======== Task data

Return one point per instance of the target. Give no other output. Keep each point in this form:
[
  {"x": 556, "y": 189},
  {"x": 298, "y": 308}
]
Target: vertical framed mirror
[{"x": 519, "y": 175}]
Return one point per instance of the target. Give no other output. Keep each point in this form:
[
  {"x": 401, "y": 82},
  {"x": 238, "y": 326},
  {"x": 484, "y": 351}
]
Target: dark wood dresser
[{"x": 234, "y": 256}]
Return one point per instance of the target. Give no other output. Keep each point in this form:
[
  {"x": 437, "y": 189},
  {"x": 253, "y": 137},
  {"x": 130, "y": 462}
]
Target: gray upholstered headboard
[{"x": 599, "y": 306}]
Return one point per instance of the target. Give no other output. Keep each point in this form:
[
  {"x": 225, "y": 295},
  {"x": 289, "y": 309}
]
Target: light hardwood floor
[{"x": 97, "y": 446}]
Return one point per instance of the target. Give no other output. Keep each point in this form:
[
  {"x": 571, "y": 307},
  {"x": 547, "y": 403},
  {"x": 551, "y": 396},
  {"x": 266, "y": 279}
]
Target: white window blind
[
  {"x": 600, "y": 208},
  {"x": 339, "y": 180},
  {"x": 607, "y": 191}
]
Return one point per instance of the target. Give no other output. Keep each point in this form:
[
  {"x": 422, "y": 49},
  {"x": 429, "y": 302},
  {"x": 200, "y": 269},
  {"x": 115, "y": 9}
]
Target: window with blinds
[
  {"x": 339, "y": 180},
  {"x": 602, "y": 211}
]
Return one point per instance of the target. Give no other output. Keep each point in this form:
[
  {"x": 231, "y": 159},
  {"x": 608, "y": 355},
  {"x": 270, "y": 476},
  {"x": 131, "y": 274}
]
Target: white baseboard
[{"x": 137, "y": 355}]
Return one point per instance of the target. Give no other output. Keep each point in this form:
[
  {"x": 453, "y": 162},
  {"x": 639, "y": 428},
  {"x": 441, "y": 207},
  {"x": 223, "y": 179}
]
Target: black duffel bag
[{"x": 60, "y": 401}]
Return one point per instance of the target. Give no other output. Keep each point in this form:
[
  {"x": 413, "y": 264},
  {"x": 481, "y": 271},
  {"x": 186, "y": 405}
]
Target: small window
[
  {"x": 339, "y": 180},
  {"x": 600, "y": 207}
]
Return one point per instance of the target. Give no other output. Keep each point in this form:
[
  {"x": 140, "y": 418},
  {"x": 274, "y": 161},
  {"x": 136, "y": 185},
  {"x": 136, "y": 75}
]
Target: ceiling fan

================

### Requirement:
Locate every line in the entries above that contains the word "white", and copy each of those lines.

### Answer to the task:
Target: white window blind
Target: white baseboard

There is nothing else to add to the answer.